▶ Task requirements
Would you transcribe the entries below word for word, omitting all images?

[Referring expression pointing data]
====
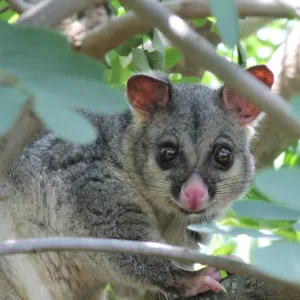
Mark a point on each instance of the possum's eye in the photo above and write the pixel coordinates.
(167, 154)
(223, 157)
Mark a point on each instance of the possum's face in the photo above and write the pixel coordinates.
(190, 145)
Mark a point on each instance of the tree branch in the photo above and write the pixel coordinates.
(186, 255)
(249, 288)
(192, 44)
(118, 30)
(52, 12)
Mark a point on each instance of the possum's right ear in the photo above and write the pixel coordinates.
(147, 94)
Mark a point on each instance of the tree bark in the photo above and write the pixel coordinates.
(248, 288)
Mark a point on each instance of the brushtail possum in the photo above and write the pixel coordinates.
(179, 155)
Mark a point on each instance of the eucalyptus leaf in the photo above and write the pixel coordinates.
(227, 230)
(157, 43)
(281, 259)
(199, 22)
(116, 71)
(64, 122)
(90, 95)
(11, 104)
(139, 60)
(265, 210)
(26, 62)
(242, 55)
(126, 48)
(295, 104)
(281, 186)
(156, 60)
(18, 38)
(172, 57)
(226, 14)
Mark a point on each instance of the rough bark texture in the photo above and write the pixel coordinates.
(247, 288)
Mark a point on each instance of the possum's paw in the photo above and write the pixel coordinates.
(208, 279)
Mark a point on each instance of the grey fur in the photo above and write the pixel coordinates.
(115, 189)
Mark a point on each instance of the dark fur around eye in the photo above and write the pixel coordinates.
(223, 157)
(167, 155)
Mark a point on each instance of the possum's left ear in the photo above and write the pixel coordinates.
(246, 112)
(147, 94)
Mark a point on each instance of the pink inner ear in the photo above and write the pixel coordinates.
(244, 112)
(147, 94)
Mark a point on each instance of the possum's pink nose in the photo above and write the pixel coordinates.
(194, 194)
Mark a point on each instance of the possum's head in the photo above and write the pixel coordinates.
(189, 144)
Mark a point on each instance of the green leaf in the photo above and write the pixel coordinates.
(265, 210)
(281, 185)
(280, 260)
(11, 103)
(242, 55)
(90, 95)
(75, 80)
(26, 62)
(227, 230)
(64, 122)
(172, 57)
(199, 22)
(295, 104)
(156, 60)
(139, 60)
(116, 71)
(226, 14)
(157, 44)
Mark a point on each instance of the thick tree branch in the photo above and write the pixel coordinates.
(51, 12)
(134, 247)
(249, 288)
(192, 44)
(120, 29)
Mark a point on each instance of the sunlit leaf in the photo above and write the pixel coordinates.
(295, 104)
(126, 48)
(64, 122)
(18, 38)
(199, 22)
(281, 185)
(156, 60)
(11, 103)
(173, 57)
(281, 260)
(265, 210)
(227, 230)
(157, 43)
(226, 14)
(139, 60)
(116, 71)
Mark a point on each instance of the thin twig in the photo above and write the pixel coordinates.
(119, 30)
(196, 47)
(10, 247)
(51, 12)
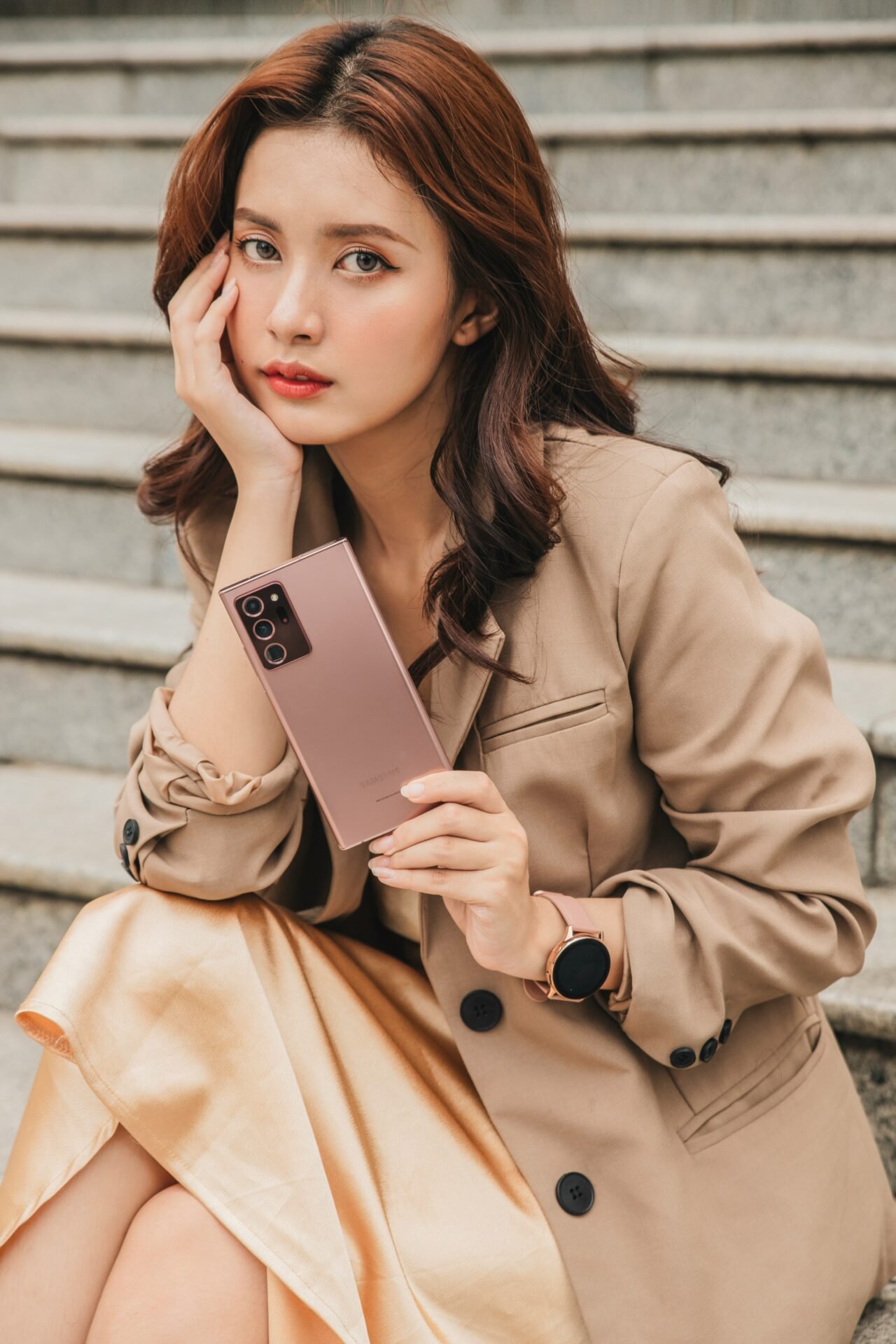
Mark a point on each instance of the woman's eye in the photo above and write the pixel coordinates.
(260, 242)
(368, 262)
(365, 257)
====
▶ Exercise response
Mark a point on each instance of the possum's eye in the photo above and write the pixel coordinates.
(167, 154)
(223, 157)
Mark a point on each instance of the possum's face in the photo above and write the pixel coordinates.
(190, 145)
Mark a point on each instance of the tree branch in the photo above and write the pixel coordinates.
(186, 255)
(249, 288)
(192, 44)
(118, 30)
(52, 12)
Mark a point on each instance of the possum's right ear in the photo above and write the pixel coordinates.
(147, 94)
Mark a point on each instance of the tree bark in the photo above and write the pixel coordinates.
(248, 288)
Mark a point on each instance of the brushtail possum in the photo above and write the pixel coordinates.
(179, 155)
Mark a point on each instance of the eucalyptus leaf in the photo above and write the pixel coordinates.
(227, 230)
(157, 43)
(281, 259)
(199, 22)
(116, 71)
(64, 122)
(90, 95)
(11, 104)
(139, 60)
(265, 210)
(26, 62)
(242, 55)
(126, 48)
(295, 104)
(281, 186)
(156, 60)
(18, 38)
(172, 57)
(226, 14)
Mark a point on each instance of the rough bark texture in the photo above and write the pixel coordinates.
(247, 288)
Mark a point on each instance of the possum's paw in the photo above and write the pixel coordinates.
(208, 279)
Mark a point on each instance of the grey fur in the photo above and write the pixel coordinates.
(115, 189)
Mark a point on each instance of the dark fur around eye in the photo above and write the pixel coordinates.
(223, 157)
(167, 155)
Mark a point on each instance of the possum's left ear in the photo above and write the pixel coordinates.
(246, 112)
(147, 94)
Mark a point on each instance of the pink inner ear in the photo above and write the pixel coordinates.
(244, 112)
(147, 94)
Mark a point on each instance of the possum's pink nose in the photo above and write the pixel coordinates.
(194, 194)
Mark a point on each instance of the possum's head in the photo above and write the pixel coordinates.
(189, 144)
Mark a point on each instance of the green leaf in the photo above and write the pixel coordinates.
(265, 210)
(281, 185)
(280, 260)
(11, 103)
(242, 55)
(90, 95)
(75, 80)
(26, 62)
(227, 230)
(64, 122)
(172, 57)
(199, 22)
(295, 104)
(156, 60)
(139, 60)
(116, 71)
(226, 14)
(157, 44)
Mark a point on each instance of the thick tree branch in the photo above and write the pixel coordinates.
(51, 12)
(134, 247)
(249, 288)
(192, 44)
(120, 29)
Mark a point on each instance of the sunlit leaf in the photo above and write the pixel coordinates.
(295, 104)
(126, 48)
(64, 122)
(18, 38)
(199, 22)
(281, 185)
(156, 60)
(11, 103)
(173, 57)
(281, 260)
(265, 210)
(227, 230)
(157, 43)
(226, 14)
(139, 60)
(116, 71)
Mark a point on each instance of the thin twig in the photo above and write the pixel coordinates.
(119, 30)
(196, 47)
(10, 247)
(51, 12)
Mark a point on each instance of the woman's eye in the photo above and write the pixel coordinates.
(260, 242)
(368, 262)
(365, 257)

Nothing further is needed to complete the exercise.